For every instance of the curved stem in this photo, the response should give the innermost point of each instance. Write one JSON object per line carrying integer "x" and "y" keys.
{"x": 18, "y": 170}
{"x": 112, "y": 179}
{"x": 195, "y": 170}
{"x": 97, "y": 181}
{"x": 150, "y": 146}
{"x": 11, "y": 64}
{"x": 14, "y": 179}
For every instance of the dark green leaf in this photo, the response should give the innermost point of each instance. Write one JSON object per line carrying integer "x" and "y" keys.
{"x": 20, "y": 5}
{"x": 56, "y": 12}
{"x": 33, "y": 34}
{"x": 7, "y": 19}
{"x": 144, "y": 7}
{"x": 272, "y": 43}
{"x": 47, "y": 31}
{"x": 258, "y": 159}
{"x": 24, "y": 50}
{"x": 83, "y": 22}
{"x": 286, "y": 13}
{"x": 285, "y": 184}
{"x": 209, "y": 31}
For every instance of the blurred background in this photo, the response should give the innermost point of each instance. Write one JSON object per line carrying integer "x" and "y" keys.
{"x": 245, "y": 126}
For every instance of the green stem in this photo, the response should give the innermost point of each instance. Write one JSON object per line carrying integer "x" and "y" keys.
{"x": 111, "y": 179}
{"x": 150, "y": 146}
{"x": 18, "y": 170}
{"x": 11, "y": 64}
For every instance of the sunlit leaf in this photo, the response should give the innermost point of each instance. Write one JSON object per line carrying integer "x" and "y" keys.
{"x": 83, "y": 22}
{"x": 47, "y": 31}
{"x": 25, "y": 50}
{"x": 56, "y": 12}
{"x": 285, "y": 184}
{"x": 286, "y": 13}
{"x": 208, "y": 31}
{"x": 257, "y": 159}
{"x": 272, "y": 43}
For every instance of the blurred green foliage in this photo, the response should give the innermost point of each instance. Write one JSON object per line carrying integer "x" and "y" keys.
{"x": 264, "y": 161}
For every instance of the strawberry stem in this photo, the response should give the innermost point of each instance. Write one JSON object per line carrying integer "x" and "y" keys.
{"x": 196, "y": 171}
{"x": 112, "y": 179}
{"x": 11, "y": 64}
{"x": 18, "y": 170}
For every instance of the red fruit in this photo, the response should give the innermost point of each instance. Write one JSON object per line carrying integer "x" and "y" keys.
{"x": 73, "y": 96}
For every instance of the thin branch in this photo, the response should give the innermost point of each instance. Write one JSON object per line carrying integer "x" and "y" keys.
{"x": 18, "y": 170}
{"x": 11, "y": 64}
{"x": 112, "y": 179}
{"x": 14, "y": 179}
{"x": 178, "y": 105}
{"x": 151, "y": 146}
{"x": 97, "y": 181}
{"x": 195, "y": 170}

[Task to complete] Everything in the material above should be output exactly.

[Exercise result]
For every instance of the curved stem in this photo, the response should give the innermost point of each instance. Write one JSON object per line carrying integer "x" and "y" keys.
{"x": 18, "y": 170}
{"x": 112, "y": 179}
{"x": 195, "y": 170}
{"x": 97, "y": 181}
{"x": 150, "y": 146}
{"x": 11, "y": 64}
{"x": 14, "y": 179}
For every instance of the dark green leaf in this photo, the response should give the innermost point of each instance. Write one JSON object per line carrying integer "x" and "y" keys.
{"x": 20, "y": 5}
{"x": 56, "y": 12}
{"x": 33, "y": 34}
{"x": 7, "y": 19}
{"x": 144, "y": 7}
{"x": 272, "y": 43}
{"x": 47, "y": 31}
{"x": 258, "y": 159}
{"x": 24, "y": 50}
{"x": 83, "y": 22}
{"x": 286, "y": 13}
{"x": 285, "y": 184}
{"x": 209, "y": 31}
For every instance of the blurred background in this photo, the response should give the innermost point of each instance. Write one JSON object per line carrying integer "x" and "y" keys.
{"x": 245, "y": 126}
For every instance of the green stem in this photo, the response should give the innermost point of each instance. Write one JSON object per line carrying integer "x" and "y" keys.
{"x": 111, "y": 179}
{"x": 150, "y": 146}
{"x": 18, "y": 170}
{"x": 11, "y": 64}
For every instance of the sunlit leaf in this photo, the response should give the innermost point of each instance. Write one JSON object per line carrying integer "x" and "y" keys.
{"x": 83, "y": 22}
{"x": 47, "y": 31}
{"x": 25, "y": 50}
{"x": 56, "y": 12}
{"x": 285, "y": 184}
{"x": 286, "y": 13}
{"x": 208, "y": 31}
{"x": 257, "y": 159}
{"x": 272, "y": 43}
For every instance of the blurred green foliage in this photo, the response should give the innermost point of each instance. Write one JSON object per line carrying integer "x" and "y" keys.
{"x": 264, "y": 161}
For every instance of the strawberry stem in this photo, the response should give the innermost point of each instance. Write one JSON object per line carrying integer "x" and "y" keys.
{"x": 196, "y": 171}
{"x": 112, "y": 179}
{"x": 11, "y": 64}
{"x": 18, "y": 170}
For every instance of the red fruit in this photo, the response should give the innermost point of each instance. Write one JSON object per line carrying integer "x" and "y" keys.
{"x": 73, "y": 96}
For every instance of the thin branch in this photo, the response should give the innermost point of each instance. Write one JSON object per line carrying integer "x" and "y" keys.
{"x": 18, "y": 170}
{"x": 11, "y": 64}
{"x": 112, "y": 179}
{"x": 14, "y": 179}
{"x": 178, "y": 105}
{"x": 151, "y": 146}
{"x": 97, "y": 181}
{"x": 195, "y": 170}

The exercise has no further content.